What you need to do: Every record below is to be retyped exactly.

╭─ Data supplied

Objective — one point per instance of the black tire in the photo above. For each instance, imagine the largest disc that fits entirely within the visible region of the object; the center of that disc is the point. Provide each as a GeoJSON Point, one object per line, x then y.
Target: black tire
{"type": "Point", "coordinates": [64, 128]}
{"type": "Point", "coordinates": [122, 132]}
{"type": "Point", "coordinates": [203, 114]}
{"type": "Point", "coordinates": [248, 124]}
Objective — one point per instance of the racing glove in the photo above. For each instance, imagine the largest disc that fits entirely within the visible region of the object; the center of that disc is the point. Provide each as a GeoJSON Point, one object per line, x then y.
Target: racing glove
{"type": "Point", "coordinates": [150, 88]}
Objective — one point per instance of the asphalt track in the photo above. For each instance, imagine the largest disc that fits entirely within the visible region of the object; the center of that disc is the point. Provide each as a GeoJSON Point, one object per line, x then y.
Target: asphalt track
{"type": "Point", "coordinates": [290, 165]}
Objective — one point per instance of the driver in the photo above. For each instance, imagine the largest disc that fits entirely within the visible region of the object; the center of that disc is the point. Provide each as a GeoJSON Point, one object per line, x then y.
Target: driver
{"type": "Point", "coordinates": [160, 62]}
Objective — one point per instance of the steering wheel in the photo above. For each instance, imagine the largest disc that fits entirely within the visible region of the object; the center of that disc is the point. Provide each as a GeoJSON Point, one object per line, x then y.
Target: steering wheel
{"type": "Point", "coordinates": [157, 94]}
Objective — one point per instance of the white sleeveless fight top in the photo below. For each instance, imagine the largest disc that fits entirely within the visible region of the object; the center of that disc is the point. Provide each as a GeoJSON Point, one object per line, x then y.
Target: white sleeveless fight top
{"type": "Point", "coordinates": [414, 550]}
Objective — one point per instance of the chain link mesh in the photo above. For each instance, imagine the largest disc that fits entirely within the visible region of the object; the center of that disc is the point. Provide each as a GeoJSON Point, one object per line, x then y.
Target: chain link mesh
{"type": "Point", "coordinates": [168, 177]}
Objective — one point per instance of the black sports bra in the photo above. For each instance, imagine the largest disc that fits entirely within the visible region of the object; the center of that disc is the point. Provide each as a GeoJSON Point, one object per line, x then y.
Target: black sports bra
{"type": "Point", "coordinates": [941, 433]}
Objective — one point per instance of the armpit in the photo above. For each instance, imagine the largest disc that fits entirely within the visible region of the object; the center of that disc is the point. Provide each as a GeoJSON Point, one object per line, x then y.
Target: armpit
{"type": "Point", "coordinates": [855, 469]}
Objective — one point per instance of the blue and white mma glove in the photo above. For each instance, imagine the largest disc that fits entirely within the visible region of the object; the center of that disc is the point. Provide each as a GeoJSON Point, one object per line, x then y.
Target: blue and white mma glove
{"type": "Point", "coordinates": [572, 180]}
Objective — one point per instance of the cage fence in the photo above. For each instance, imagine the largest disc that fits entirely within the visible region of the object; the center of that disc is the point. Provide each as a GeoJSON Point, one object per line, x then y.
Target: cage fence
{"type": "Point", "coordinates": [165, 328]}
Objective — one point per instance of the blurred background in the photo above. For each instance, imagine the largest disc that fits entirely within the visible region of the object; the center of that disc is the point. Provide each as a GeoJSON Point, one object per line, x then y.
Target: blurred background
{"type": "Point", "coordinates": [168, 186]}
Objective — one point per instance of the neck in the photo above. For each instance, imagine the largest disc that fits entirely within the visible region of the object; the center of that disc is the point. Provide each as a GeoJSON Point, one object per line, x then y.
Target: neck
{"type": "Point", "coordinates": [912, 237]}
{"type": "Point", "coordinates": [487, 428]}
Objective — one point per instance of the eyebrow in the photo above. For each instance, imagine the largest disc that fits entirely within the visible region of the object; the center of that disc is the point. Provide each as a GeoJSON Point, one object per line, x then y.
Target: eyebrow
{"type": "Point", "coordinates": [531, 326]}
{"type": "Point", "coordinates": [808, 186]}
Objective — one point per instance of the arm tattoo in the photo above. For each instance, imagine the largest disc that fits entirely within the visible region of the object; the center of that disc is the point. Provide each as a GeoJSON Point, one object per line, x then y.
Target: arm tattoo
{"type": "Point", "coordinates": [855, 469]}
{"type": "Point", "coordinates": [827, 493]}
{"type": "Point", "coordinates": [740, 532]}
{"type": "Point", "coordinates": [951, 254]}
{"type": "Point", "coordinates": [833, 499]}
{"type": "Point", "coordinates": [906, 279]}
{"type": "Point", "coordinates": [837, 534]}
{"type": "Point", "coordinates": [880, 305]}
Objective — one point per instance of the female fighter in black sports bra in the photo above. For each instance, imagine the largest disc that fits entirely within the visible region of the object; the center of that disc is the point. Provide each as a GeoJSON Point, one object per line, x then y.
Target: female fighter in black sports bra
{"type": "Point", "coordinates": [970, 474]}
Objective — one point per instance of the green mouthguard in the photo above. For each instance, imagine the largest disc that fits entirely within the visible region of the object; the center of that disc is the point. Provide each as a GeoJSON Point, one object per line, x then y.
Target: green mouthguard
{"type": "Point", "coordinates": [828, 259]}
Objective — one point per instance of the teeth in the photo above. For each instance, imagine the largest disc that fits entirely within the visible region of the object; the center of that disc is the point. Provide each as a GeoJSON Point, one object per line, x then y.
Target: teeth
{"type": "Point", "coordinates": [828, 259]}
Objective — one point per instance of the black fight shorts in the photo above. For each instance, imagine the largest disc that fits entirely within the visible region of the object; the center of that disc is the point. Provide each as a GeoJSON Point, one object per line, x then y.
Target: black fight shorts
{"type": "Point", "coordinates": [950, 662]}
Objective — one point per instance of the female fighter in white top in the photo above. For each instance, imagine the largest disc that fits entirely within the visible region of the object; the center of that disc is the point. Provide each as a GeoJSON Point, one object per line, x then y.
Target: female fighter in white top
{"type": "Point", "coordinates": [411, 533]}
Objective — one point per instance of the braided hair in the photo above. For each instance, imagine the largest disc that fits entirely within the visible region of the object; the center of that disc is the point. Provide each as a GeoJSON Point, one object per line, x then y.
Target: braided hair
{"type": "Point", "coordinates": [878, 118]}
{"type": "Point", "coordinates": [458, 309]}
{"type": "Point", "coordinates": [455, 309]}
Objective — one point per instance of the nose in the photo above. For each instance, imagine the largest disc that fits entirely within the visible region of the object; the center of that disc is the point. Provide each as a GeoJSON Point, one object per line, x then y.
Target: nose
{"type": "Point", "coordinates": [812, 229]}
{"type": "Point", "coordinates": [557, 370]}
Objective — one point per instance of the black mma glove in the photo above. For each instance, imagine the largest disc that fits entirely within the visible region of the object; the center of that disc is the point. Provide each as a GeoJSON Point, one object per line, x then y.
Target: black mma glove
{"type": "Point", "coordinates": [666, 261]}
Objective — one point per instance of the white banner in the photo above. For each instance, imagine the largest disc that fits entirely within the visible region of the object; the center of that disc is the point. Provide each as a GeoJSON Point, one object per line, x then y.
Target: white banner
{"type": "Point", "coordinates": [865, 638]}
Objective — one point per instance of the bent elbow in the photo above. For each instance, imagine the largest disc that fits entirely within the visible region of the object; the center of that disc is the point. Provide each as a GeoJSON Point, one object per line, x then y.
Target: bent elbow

╰─

Exercise response:
Objective — one point per instance of the black tire in the photo above. For each instance, imagine the largest disc that fits entirely within the visible region of the object; the center of that disc is the point. Provide each as a GeoJSON Point, one object per line, x then y.
Target: black tire
{"type": "Point", "coordinates": [64, 128]}
{"type": "Point", "coordinates": [122, 132]}
{"type": "Point", "coordinates": [203, 114]}
{"type": "Point", "coordinates": [248, 124]}
Objective — one point per instance of the racing glove in the photo above. For each instance, imagine the largest disc that fits entirely within the visible region of the object; the center of that disc is the point. Provide each as a GeoJSON Point, one object per line, x then y.
Target: racing glove
{"type": "Point", "coordinates": [150, 88]}
Objective — one point per instance of the asphalt track in the photo above. For each instance, imagine the largest disc that fits entirely within the visible region of the object; the center of that disc is the point. Provide each as a GeoJSON Point, one object per line, x then y.
Target: asphalt track
{"type": "Point", "coordinates": [290, 165]}
Objective — one point per instance of the driver in the photo above. For each instance, imagine the largest disc that fits entirely within the visible region of the object; the center of that disc is the point. Provide each as a GeoJSON Point, one object per line, x then y.
Target: driver
{"type": "Point", "coordinates": [160, 62]}
Objective — one point per instance of the steering wheel in the photo above. For each instance, imagine the largest disc that fits entirely within the visible region of the object; the center of that disc is the point. Provide each as a GeoJSON Point, one object per line, x then y.
Target: steering wheel
{"type": "Point", "coordinates": [157, 94]}
Objective — one point per instance of the white sleeveless fight top in the photo below. For each instance, imagine the largest disc that fits entirely within the visible region of the object; the center of that disc is the point. Provide each as a GeoJSON Point, one object per line, x then y.
Target: white sleeveless fight top
{"type": "Point", "coordinates": [414, 550]}
Objective — one point per instance of the chain link mesh in the photo above. For each instance, imagine the largest disc that fits entirely within the visible region of the object; the center of that disc is the point. Provide each as a GeoJSON Point, one object per line, x then y.
Target: chain link mesh
{"type": "Point", "coordinates": [168, 177]}
Objective — one point per instance of the black sports bra in the photo above. For each instance, imagine the largest disc that fits entirely within the visible region of the object; the center of that disc is the point. Provide each as a GeoJSON Point, one object per line, x then y.
Target: black sports bra
{"type": "Point", "coordinates": [941, 433]}
Objective — one point per instance of the armpit in the photo above. For each instance, imagine the largest disc that fits entirely within the visible region of the object; the center of that disc is the point. Provide each as a GeoJSON Point, one object per line, x then y.
Target: armpit
{"type": "Point", "coordinates": [855, 469]}
Objective — one point per instance of the blue and white mma glove in the photo above. For each instance, imagine the largest disc that fits entirely within the visible region of the object; the center of that disc is the point. Provide each as a GeoJSON Point, one object per line, x then y.
Target: blue and white mma glove
{"type": "Point", "coordinates": [572, 180]}
Objective — one point per instance of the cage fence in the photo above. For each instance, imagine the largest disc that fits entirely within the visible region of the object; the center of that disc is the point. Provide each as a GeoJSON Point, one object per line, x then y.
Target: cage fence
{"type": "Point", "coordinates": [165, 328]}
Objective — one point per instance of the blurred background in the photo above. For each instance, imagine the largest disc that fits entirely within the visible region of the object; the center of that disc is the point. Provide each as a GeoJSON Point, one object per line, x then y.
Target: blurred background
{"type": "Point", "coordinates": [168, 186]}
Objective — one point per instance of the neck in the photo above. For each instance, imagine the largest disc that fits entirely within the visible region of the object; the center of that disc is the point. Provide each as a GeoJSON Point, one object per line, x then y.
Target: neck
{"type": "Point", "coordinates": [912, 237]}
{"type": "Point", "coordinates": [487, 428]}
Objective — one point per instance of the eyebrow in the photo above. For each instance, imagine the largest disc that fits entirely within the visible region of the object; the center of that disc is the point. Provide each as a GeoJSON Point, one object per line, x then y.
Target: eyebrow
{"type": "Point", "coordinates": [531, 326]}
{"type": "Point", "coordinates": [808, 186]}
Objective — one point per instance of the arm tattoo in the photo above. For each instance, imagine the largest disc that fits entirely within the visible region of the object; the center of that disc is the point. Provide each as a GeoJSON Point, one object per line, x then y.
Target: arm tattoo
{"type": "Point", "coordinates": [855, 469]}
{"type": "Point", "coordinates": [827, 493]}
{"type": "Point", "coordinates": [740, 532]}
{"type": "Point", "coordinates": [951, 254]}
{"type": "Point", "coordinates": [833, 499]}
{"type": "Point", "coordinates": [906, 279]}
{"type": "Point", "coordinates": [837, 534]}
{"type": "Point", "coordinates": [880, 305]}
Objective — one point per instance of the female fighter in black sports bra in the photo above. For each instance, imagine the largest disc that fits entirely within the visible region of the object; the center of that disc is the point. Provide each as a GeoJSON Point, one object per line, x then y.
Target: female fighter in black sports bra
{"type": "Point", "coordinates": [970, 474]}
Objective — one point per instance of the green mouthguard in the photo above. For each instance, imagine the largest disc that fits entirely within the visible region of the object; the center of that disc is the point. Provide each as a GeoJSON Point, one object per line, x then y.
Target: green mouthguard
{"type": "Point", "coordinates": [828, 259]}
Objective — one point per instance of the teeth in the photo above. For each instance, imagine the largest disc that fits entirely within the visible region of the object; the center of that disc is the point. Provide each as a GeoJSON Point, one object per line, x then y.
Target: teeth
{"type": "Point", "coordinates": [828, 259]}
Objective — one point per instance of the black fight shorts in the photo above. For each instance, imagine the largest disc that fits entirely within the visible region of the object; the center of that disc is the point. Provide each as a GeoJSON Point, one object per line, x then y.
Target: black fight shorts
{"type": "Point", "coordinates": [950, 662]}
Objective — one point per instance of the female fighter in white top in the photo above. For each instance, imagine the largest disc that fits entirely within the visible region of the object; the center of that disc is the point. Provide each as a GeoJSON Point, one object per line, x then y.
Target: female fighter in white top
{"type": "Point", "coordinates": [411, 533]}
Objective — one point per instance of the braided hair in the photo above. For each instance, imagine the largest disc that fits entirely within the visible region of the object; the center of that disc is the point. Provide each as a GeoJSON Point, one object per line, x then y.
Target: braided hair
{"type": "Point", "coordinates": [878, 118]}
{"type": "Point", "coordinates": [458, 309]}
{"type": "Point", "coordinates": [455, 309]}
Objective — one point per instance of the nose in the photo above. For each instance, imagine the largest disc that fits entirely within the visible region of the object; the center of that disc is the point. Provide each as a GeoJSON Point, one object per line, x then y.
Target: nose
{"type": "Point", "coordinates": [812, 229]}
{"type": "Point", "coordinates": [557, 370]}
Objective — one point per instance of the black mma glove in the photo above. For each instance, imagine the largest disc that fits entirely within the visible region of the object; the center of that disc is the point. Provide each as a GeoJSON Point, one object per line, x then y.
Target: black mma glove
{"type": "Point", "coordinates": [666, 261]}
Objective — one point per instance of the white banner in the photo above. For each instance, imagine the largest disc that fits entirely within the visible region of the object; the center of that disc is the point. Provide each as a GeoJSON Point, one object per line, x then y.
Target: white banner
{"type": "Point", "coordinates": [865, 638]}
Objective — one point per instance of the bent elbow in the photo above. For each instance, imagine the largest disc that fits entirely within the visible region of the object; the center of that disc is the point. Provide each as a GeoJSON Point, one object per line, x then y.
Target: bent elbow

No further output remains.